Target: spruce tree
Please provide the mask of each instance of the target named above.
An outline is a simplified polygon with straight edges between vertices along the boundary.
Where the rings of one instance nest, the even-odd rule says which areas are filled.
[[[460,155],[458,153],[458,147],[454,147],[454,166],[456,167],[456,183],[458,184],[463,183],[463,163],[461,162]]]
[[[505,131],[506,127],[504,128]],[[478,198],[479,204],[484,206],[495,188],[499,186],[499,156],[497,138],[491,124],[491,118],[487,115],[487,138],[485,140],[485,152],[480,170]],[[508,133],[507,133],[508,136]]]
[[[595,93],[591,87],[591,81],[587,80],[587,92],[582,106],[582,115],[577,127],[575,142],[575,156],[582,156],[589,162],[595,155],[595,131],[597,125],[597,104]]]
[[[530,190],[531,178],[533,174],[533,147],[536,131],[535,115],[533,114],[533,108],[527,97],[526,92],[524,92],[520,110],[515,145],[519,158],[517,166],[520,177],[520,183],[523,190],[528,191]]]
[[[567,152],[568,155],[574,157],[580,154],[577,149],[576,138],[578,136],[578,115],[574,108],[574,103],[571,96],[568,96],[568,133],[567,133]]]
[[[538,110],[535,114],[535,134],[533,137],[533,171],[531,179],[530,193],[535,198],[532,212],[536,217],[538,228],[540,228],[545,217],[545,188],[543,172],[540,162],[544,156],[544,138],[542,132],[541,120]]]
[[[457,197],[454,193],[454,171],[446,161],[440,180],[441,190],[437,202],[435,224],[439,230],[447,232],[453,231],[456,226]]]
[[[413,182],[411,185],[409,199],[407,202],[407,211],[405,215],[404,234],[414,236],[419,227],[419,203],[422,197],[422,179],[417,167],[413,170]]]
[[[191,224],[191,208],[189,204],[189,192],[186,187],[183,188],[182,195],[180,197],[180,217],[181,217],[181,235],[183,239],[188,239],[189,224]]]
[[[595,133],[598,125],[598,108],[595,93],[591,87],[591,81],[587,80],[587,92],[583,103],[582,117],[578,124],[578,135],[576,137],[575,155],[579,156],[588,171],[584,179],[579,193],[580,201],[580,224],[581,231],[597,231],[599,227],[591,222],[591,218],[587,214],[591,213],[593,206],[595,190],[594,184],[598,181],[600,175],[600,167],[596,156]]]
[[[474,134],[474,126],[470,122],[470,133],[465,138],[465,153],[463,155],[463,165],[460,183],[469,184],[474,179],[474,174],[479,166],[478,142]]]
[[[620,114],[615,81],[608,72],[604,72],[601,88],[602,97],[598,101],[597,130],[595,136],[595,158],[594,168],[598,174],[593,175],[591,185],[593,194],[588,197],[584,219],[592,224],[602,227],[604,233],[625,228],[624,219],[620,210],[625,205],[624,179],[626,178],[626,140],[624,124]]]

══════════

* **BRIEF**:
Could you transcribe the records in full, exactly?

* **TASK OUTPUT**:
Target: spruce tree
Please provide the mask of each instance of the target named above.
An outline is a simplified polygon with straight edges between vertices along the boundary.
Where the rings of one instance nest, the even-odd rule says which areas are filled.
[[[460,155],[458,153],[458,147],[454,147],[454,166],[456,167],[456,183],[458,184],[463,183],[463,163],[461,162]]]
[[[505,131],[506,127],[504,128]],[[478,198],[479,204],[484,206],[495,188],[499,186],[499,156],[497,138],[491,124],[491,118],[487,115],[487,138],[485,140],[485,152],[480,170]],[[508,133],[507,133],[508,136]]]
[[[595,93],[591,87],[591,81],[587,80],[587,92],[582,106],[582,115],[577,127],[575,142],[575,156],[582,156],[589,162],[595,155],[595,131],[597,125],[597,104]]]
[[[530,190],[531,178],[533,174],[533,147],[536,131],[535,115],[533,114],[533,108],[527,97],[526,92],[524,92],[520,110],[515,145],[519,158],[517,166],[520,177],[520,183],[523,190],[528,191]]]
[[[567,152],[568,155],[574,157],[580,154],[577,149],[576,138],[578,136],[578,115],[574,108],[574,103],[571,96],[568,96],[568,133],[567,133]]]
[[[538,110],[535,114],[535,134],[533,137],[533,171],[531,179],[530,193],[535,198],[532,212],[536,217],[538,228],[540,228],[545,217],[545,188],[543,172],[540,162],[544,156],[544,138],[542,132],[541,120]]]
[[[457,197],[454,193],[454,171],[446,161],[440,180],[441,190],[437,202],[435,224],[439,230],[447,232],[453,231],[456,226]]]
[[[413,182],[411,185],[409,199],[407,202],[407,211],[405,215],[404,234],[414,236],[419,227],[419,203],[422,197],[422,179],[417,167],[413,170]]]
[[[191,224],[191,208],[189,204],[189,192],[186,187],[183,188],[182,195],[180,197],[180,217],[181,217],[181,235],[183,239],[188,239],[189,224]]]
[[[595,133],[598,125],[598,108],[595,93],[591,87],[591,81],[587,80],[587,92],[583,103],[582,117],[578,124],[578,135],[576,137],[575,155],[579,156],[588,171],[584,179],[579,193],[580,201],[580,224],[581,231],[597,231],[599,227],[591,222],[591,218],[587,214],[591,213],[593,206],[595,190],[594,184],[598,181],[600,175],[600,167],[596,156]]]
[[[474,134],[474,126],[470,122],[470,133],[465,138],[465,153],[463,155],[463,165],[460,183],[469,184],[474,179],[474,174],[479,166],[478,142]]]
[[[620,114],[615,81],[608,72],[604,72],[601,88],[602,97],[598,101],[597,130],[595,136],[595,158],[594,168],[598,174],[593,175],[591,185],[593,194],[588,197],[584,219],[592,224],[602,227],[604,233],[625,228],[624,219],[620,210],[625,205],[624,179],[626,178],[626,140],[624,124]]]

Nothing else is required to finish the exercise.